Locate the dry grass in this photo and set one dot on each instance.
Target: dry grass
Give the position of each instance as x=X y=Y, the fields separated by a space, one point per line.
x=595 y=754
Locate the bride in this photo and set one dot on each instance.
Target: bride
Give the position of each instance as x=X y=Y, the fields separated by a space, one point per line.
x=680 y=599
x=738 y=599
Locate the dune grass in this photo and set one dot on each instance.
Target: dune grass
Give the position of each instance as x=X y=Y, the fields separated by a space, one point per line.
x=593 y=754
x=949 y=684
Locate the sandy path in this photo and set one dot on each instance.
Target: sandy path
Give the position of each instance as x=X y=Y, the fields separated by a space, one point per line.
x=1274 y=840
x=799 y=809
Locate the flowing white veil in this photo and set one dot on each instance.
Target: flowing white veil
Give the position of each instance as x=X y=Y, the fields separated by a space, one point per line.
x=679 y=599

Given request =>
Copy out all of the material above, including the requests, and shift every x and y coordinate in the answers by adding 15 to it.

Output for this task =>
Locate the dry grass in this photo and set one dot on each instance.
Target: dry grass
Give the position of each instance as x=X y=Y, the fields separated by a space, one point per line.
x=610 y=769
Locate the bride in this photo and set one dot on each instance.
Target: bride
Give the position of each instance as x=X y=Y, the fields separated by a space, one point per line.
x=695 y=614
x=753 y=614
Locate the dune grass in this photo and set one dot on each instance.
Target: dune grass
Give the position of each instance as x=X y=Y, the fields separated by a space, one point per line.
x=608 y=769
x=964 y=699
Locate the sandy path in this photo and set one dot on each instance.
Target: sandy path
Give the position of each instance as x=X y=Y, the fields separated by a space, one point per line.
x=1289 y=855
x=814 y=824
Locate the flowing white veil in this photo and set one dot on each instance.
Target: flowing white veil
Give the position of each instance as x=X y=Y, the fields separated by a space, one point per line.
x=694 y=614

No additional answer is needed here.